— Assignment —
Within the data below, find the string "water" and return each line where it occurs.
*** Dataset records ***
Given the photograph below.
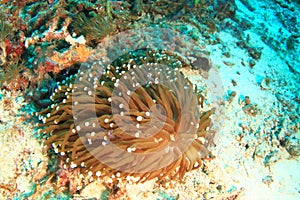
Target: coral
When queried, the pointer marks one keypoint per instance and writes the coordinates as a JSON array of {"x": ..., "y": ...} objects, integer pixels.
[
  {"x": 13, "y": 76},
  {"x": 64, "y": 60},
  {"x": 95, "y": 28},
  {"x": 176, "y": 123}
]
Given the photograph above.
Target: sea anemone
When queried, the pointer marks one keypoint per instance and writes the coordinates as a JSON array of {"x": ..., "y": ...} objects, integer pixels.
[{"x": 113, "y": 125}]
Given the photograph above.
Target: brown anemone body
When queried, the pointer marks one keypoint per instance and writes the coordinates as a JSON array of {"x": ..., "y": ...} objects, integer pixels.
[{"x": 152, "y": 131}]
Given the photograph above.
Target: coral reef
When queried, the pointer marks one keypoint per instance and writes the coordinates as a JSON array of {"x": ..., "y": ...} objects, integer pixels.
[{"x": 129, "y": 128}]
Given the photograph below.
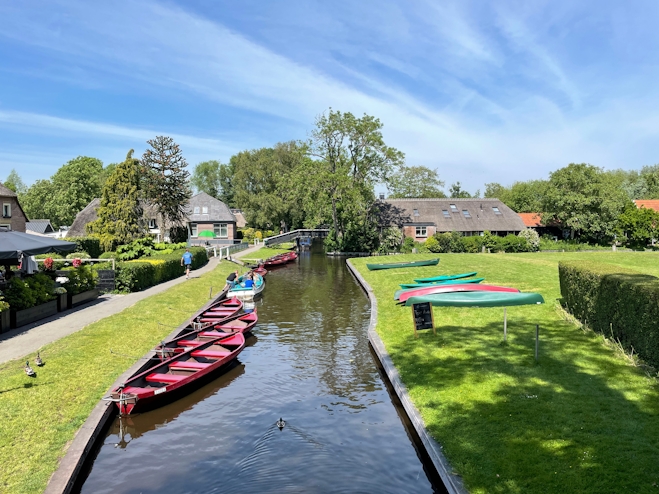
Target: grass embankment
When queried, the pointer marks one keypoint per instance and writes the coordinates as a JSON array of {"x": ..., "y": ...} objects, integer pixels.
[
  {"x": 265, "y": 252},
  {"x": 40, "y": 416},
  {"x": 583, "y": 419}
]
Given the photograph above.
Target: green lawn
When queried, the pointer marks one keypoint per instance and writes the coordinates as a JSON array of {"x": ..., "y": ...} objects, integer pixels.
[
  {"x": 583, "y": 419},
  {"x": 40, "y": 416}
]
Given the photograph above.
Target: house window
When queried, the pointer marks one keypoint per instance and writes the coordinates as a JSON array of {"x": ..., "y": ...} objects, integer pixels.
[{"x": 221, "y": 230}]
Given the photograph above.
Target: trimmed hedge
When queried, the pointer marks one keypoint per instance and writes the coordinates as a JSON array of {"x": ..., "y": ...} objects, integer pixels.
[
  {"x": 133, "y": 276},
  {"x": 611, "y": 299}
]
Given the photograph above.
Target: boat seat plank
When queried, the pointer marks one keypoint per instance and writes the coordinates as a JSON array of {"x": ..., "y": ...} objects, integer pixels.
[
  {"x": 188, "y": 365},
  {"x": 164, "y": 378},
  {"x": 210, "y": 353}
]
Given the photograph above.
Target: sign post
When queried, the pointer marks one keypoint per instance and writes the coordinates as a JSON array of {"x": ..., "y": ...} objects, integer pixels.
[{"x": 423, "y": 317}]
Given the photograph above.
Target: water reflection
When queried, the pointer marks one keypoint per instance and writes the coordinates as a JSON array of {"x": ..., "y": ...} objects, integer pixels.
[{"x": 308, "y": 362}]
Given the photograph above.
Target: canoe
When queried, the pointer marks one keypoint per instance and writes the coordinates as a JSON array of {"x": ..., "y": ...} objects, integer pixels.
[
  {"x": 242, "y": 292},
  {"x": 477, "y": 299},
  {"x": 192, "y": 364},
  {"x": 403, "y": 295},
  {"x": 395, "y": 265},
  {"x": 445, "y": 277},
  {"x": 440, "y": 283}
]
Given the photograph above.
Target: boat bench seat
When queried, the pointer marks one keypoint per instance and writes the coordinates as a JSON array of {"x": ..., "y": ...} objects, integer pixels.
[
  {"x": 164, "y": 378},
  {"x": 189, "y": 343},
  {"x": 210, "y": 353},
  {"x": 188, "y": 365}
]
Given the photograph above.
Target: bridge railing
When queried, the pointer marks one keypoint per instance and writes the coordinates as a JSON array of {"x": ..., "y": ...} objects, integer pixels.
[{"x": 292, "y": 235}]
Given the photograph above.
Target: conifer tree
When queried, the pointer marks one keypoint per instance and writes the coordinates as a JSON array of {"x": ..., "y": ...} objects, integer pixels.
[
  {"x": 120, "y": 215},
  {"x": 166, "y": 180}
]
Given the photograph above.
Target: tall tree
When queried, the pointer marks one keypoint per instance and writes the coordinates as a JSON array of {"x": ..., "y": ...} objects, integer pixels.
[
  {"x": 120, "y": 215},
  {"x": 261, "y": 185},
  {"x": 15, "y": 183},
  {"x": 166, "y": 180},
  {"x": 583, "y": 199},
  {"x": 350, "y": 157},
  {"x": 415, "y": 182}
]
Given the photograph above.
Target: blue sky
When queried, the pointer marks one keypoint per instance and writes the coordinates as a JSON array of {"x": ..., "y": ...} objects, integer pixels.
[{"x": 481, "y": 91}]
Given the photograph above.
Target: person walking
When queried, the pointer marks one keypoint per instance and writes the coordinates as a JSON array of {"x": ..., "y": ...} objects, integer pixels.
[{"x": 187, "y": 260}]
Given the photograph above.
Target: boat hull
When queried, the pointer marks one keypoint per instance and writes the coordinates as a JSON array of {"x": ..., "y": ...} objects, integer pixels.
[{"x": 397, "y": 265}]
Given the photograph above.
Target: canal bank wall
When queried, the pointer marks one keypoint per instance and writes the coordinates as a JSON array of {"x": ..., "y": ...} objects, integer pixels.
[{"x": 433, "y": 449}]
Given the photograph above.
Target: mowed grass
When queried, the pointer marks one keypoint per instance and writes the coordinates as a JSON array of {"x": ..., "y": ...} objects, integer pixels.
[
  {"x": 582, "y": 419},
  {"x": 40, "y": 416}
]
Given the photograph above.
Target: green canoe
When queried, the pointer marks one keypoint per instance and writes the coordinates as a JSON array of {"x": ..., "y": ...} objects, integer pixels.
[
  {"x": 448, "y": 282},
  {"x": 394, "y": 265},
  {"x": 478, "y": 299},
  {"x": 445, "y": 277}
]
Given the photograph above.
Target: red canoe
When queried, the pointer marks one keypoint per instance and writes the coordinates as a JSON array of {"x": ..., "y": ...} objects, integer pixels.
[
  {"x": 465, "y": 287},
  {"x": 200, "y": 358}
]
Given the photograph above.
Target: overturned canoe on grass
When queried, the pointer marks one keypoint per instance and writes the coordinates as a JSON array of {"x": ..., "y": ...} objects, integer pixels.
[
  {"x": 477, "y": 299},
  {"x": 445, "y": 277},
  {"x": 395, "y": 265},
  {"x": 403, "y": 295},
  {"x": 440, "y": 283}
]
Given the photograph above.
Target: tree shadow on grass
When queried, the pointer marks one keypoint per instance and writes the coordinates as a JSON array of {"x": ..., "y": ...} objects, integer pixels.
[{"x": 578, "y": 420}]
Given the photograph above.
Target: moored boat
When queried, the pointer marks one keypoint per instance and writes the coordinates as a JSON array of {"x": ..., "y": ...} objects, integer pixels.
[
  {"x": 190, "y": 363},
  {"x": 477, "y": 299},
  {"x": 395, "y": 265},
  {"x": 403, "y": 295},
  {"x": 441, "y": 283}
]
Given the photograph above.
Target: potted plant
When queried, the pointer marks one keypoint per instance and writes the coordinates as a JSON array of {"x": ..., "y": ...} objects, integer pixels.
[{"x": 62, "y": 299}]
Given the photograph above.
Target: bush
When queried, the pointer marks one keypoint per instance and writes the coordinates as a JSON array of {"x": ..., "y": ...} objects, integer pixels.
[
  {"x": 532, "y": 239},
  {"x": 87, "y": 244},
  {"x": 615, "y": 302}
]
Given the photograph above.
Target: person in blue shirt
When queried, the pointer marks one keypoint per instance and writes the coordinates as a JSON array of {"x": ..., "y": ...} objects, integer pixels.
[{"x": 187, "y": 260}]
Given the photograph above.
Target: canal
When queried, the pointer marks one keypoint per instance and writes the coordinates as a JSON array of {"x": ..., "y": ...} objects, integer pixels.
[{"x": 308, "y": 362}]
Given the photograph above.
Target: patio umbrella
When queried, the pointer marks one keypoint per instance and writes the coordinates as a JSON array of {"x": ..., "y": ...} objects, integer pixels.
[{"x": 13, "y": 244}]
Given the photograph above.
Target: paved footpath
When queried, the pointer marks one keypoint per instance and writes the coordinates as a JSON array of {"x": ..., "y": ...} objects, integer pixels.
[{"x": 28, "y": 339}]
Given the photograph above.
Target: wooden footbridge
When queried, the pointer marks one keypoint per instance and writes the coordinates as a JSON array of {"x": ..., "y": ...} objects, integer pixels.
[{"x": 295, "y": 234}]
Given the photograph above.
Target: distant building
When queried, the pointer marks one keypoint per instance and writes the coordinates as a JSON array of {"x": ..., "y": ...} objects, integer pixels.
[
  {"x": 12, "y": 215},
  {"x": 422, "y": 218}
]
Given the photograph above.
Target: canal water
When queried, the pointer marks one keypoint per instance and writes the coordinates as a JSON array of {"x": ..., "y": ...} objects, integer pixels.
[{"x": 309, "y": 363}]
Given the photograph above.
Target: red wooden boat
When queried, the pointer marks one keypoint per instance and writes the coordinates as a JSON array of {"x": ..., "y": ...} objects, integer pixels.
[
  {"x": 464, "y": 287},
  {"x": 191, "y": 362}
]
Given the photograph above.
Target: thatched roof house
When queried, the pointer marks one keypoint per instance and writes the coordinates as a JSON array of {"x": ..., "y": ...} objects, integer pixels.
[{"x": 421, "y": 218}]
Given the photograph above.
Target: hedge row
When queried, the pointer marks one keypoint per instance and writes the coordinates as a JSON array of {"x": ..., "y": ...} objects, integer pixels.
[
  {"x": 612, "y": 299},
  {"x": 133, "y": 276}
]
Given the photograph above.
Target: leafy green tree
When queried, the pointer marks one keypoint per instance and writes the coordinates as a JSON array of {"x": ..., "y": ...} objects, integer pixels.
[
  {"x": 638, "y": 226},
  {"x": 120, "y": 215},
  {"x": 349, "y": 157},
  {"x": 415, "y": 182},
  {"x": 15, "y": 183},
  {"x": 583, "y": 199},
  {"x": 165, "y": 180},
  {"x": 456, "y": 192}
]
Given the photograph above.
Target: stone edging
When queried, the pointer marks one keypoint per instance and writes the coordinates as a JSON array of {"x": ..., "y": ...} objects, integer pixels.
[
  {"x": 64, "y": 478},
  {"x": 451, "y": 481}
]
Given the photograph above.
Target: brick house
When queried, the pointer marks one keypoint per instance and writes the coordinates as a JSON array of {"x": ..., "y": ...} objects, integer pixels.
[
  {"x": 422, "y": 218},
  {"x": 12, "y": 214}
]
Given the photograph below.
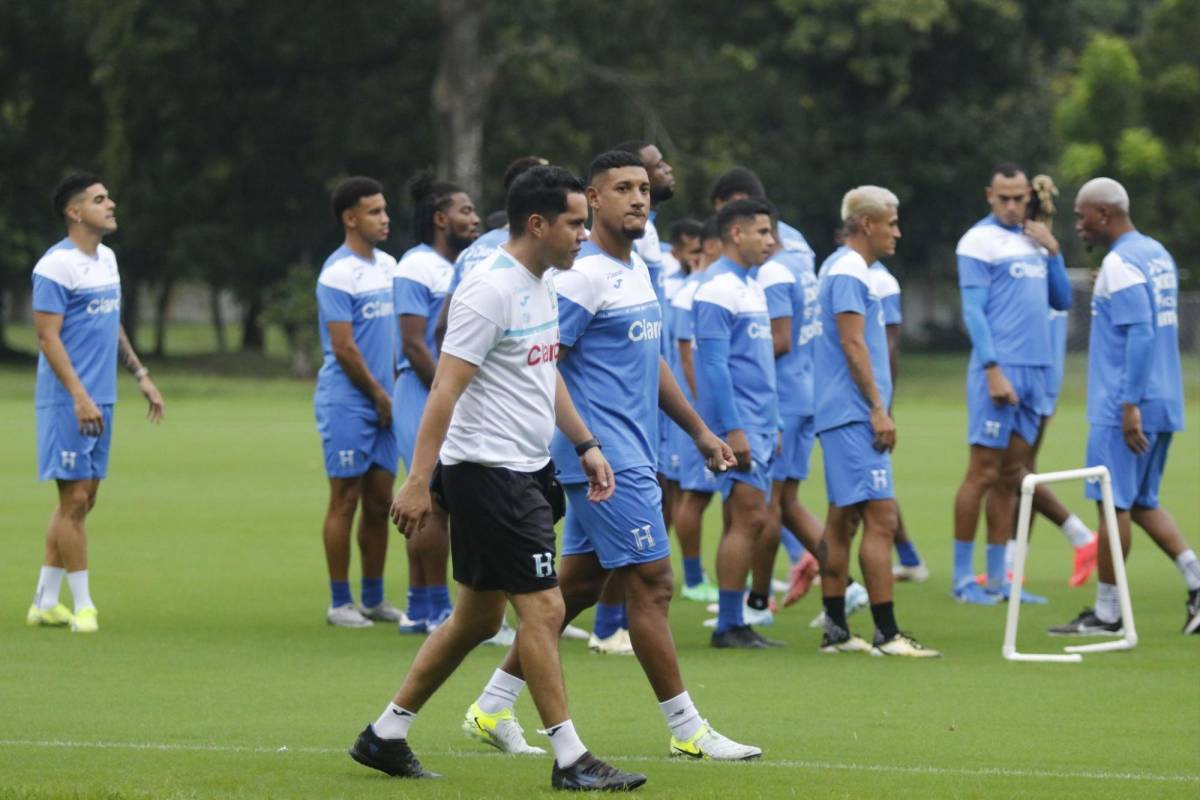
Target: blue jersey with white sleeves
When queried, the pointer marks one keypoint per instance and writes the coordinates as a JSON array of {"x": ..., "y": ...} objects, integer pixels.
*** End of Dataset records ***
— Answer for the task —
Target: water reflection
Target: canal water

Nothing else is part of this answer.